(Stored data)

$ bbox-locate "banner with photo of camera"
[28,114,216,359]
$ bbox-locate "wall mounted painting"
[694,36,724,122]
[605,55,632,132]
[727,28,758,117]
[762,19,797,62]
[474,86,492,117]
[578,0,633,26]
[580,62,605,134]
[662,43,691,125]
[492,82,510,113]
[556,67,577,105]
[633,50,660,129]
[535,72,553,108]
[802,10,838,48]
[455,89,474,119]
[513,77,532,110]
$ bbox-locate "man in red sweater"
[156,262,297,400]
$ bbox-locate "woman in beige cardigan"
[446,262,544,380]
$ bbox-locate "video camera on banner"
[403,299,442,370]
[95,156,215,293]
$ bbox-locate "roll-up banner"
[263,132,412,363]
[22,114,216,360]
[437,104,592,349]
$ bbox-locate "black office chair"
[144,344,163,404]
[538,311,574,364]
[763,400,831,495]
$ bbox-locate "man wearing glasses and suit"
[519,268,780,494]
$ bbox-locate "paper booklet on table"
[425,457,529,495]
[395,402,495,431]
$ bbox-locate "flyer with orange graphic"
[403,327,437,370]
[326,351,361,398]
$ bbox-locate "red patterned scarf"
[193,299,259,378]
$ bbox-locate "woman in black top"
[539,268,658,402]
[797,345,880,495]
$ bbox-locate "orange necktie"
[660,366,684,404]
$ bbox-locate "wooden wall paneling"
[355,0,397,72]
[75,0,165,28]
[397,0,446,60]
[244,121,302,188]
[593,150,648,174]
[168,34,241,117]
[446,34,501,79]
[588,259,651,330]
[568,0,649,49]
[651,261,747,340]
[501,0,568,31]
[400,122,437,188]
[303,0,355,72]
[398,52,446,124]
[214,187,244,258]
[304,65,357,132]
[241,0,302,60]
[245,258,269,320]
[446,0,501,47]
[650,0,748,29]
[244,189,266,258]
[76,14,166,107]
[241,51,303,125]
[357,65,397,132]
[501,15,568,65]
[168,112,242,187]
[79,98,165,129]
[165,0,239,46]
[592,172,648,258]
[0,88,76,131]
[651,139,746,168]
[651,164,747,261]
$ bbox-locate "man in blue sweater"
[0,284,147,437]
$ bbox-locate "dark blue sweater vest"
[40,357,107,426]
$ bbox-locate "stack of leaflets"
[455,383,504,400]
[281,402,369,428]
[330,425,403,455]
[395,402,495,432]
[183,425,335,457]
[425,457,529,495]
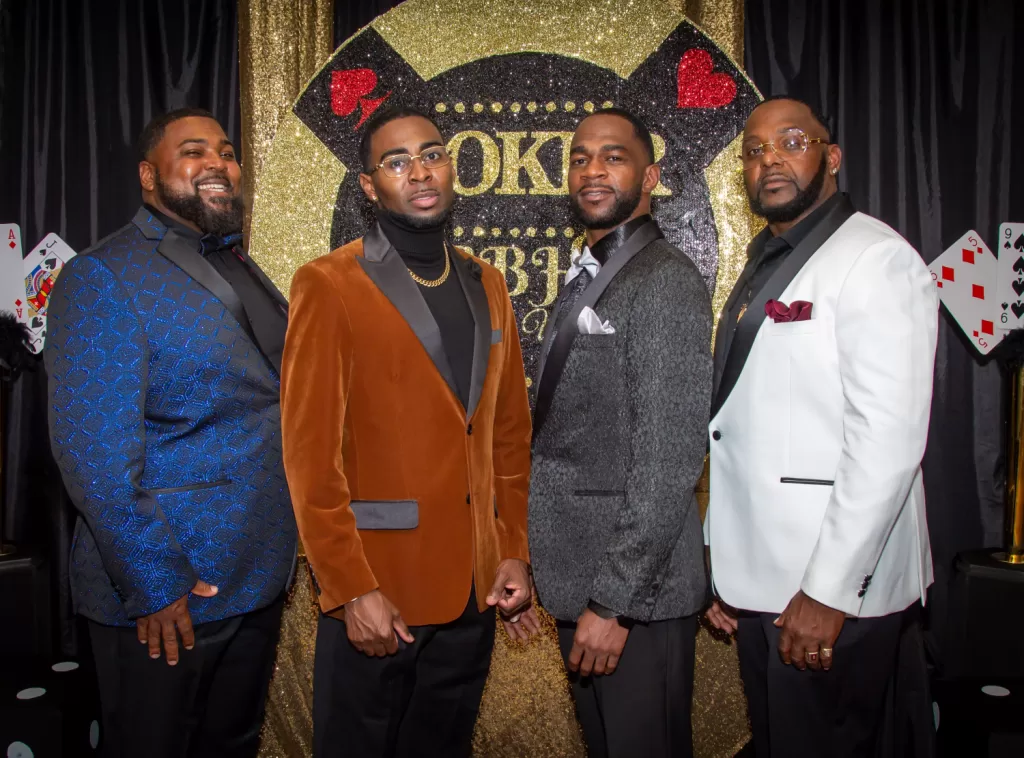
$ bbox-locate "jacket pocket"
[148,479,231,495]
[350,500,420,530]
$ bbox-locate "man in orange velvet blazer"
[282,109,537,758]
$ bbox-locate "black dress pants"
[89,595,285,758]
[558,616,697,758]
[736,612,907,758]
[313,591,496,758]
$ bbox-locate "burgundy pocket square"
[765,300,813,324]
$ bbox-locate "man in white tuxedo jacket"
[705,98,938,758]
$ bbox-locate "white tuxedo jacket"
[705,199,938,617]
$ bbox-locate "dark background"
[0,0,1024,659]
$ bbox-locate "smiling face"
[568,114,660,245]
[742,99,843,227]
[138,116,244,236]
[359,116,455,228]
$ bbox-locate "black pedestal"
[942,550,1024,679]
[0,552,53,659]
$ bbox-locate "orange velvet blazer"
[281,225,530,626]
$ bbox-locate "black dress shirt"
[377,212,476,408]
[729,193,843,332]
[145,205,288,366]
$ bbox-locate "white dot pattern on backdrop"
[981,684,1010,698]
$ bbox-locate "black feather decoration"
[0,310,33,379]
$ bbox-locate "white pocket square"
[577,305,615,334]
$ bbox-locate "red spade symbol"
[331,69,391,131]
[676,48,736,108]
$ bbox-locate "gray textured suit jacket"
[529,233,712,622]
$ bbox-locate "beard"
[746,154,828,223]
[569,184,642,229]
[156,171,245,237]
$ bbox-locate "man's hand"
[487,558,534,620]
[502,605,541,642]
[708,599,739,634]
[569,608,630,676]
[775,590,846,671]
[328,590,416,658]
[135,579,217,666]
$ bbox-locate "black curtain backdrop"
[744,0,1024,662]
[0,0,241,654]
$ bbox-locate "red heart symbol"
[676,49,736,108]
[331,69,391,131]
[331,69,377,116]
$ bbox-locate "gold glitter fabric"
[239,0,329,235]
[248,0,760,757]
[259,557,317,758]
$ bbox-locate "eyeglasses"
[370,145,452,179]
[737,129,831,171]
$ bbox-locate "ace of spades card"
[995,223,1024,329]
[928,230,1006,355]
[24,231,75,352]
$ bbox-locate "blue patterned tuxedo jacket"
[44,208,296,626]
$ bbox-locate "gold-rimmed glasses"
[370,144,452,179]
[737,129,831,171]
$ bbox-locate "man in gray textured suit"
[529,109,712,758]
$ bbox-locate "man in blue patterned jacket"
[45,110,296,758]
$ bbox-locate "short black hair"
[136,108,217,161]
[584,108,656,163]
[359,106,440,171]
[751,94,833,142]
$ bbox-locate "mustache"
[758,171,797,192]
[193,174,234,190]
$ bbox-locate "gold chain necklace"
[409,243,452,287]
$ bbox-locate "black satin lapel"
[711,198,856,418]
[712,239,771,397]
[451,251,490,419]
[157,229,258,344]
[536,282,572,389]
[131,207,167,240]
[356,234,460,405]
[534,221,664,439]
[234,245,288,313]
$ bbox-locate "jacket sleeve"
[494,279,532,562]
[43,255,199,618]
[801,242,938,616]
[590,255,712,622]
[281,260,378,613]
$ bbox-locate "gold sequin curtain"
[245,0,758,758]
[239,0,331,238]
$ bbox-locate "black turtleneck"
[376,210,475,408]
[144,203,288,366]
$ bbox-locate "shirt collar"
[768,193,844,250]
[590,213,653,265]
[142,203,242,255]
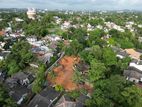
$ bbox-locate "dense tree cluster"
[5,41,34,75]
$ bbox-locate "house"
[28,86,60,107]
[26,36,37,43]
[6,72,33,87]
[0,31,5,36]
[125,49,141,60]
[55,95,77,107]
[15,17,24,22]
[123,67,142,83]
[61,21,71,29]
[0,51,9,60]
[27,8,36,20]
[116,51,129,59]
[4,72,34,105]
[124,60,142,83]
[76,94,89,107]
[0,69,7,83]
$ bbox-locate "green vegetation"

● **STATED TASK**:
Filter the listing above down to the lines that contain the word "with", and copy each of those lines.

● **FINAL RESULT**:
$ bbox-locate "banner with photo of camera"
$ bbox-locate "flyer with orange graphic"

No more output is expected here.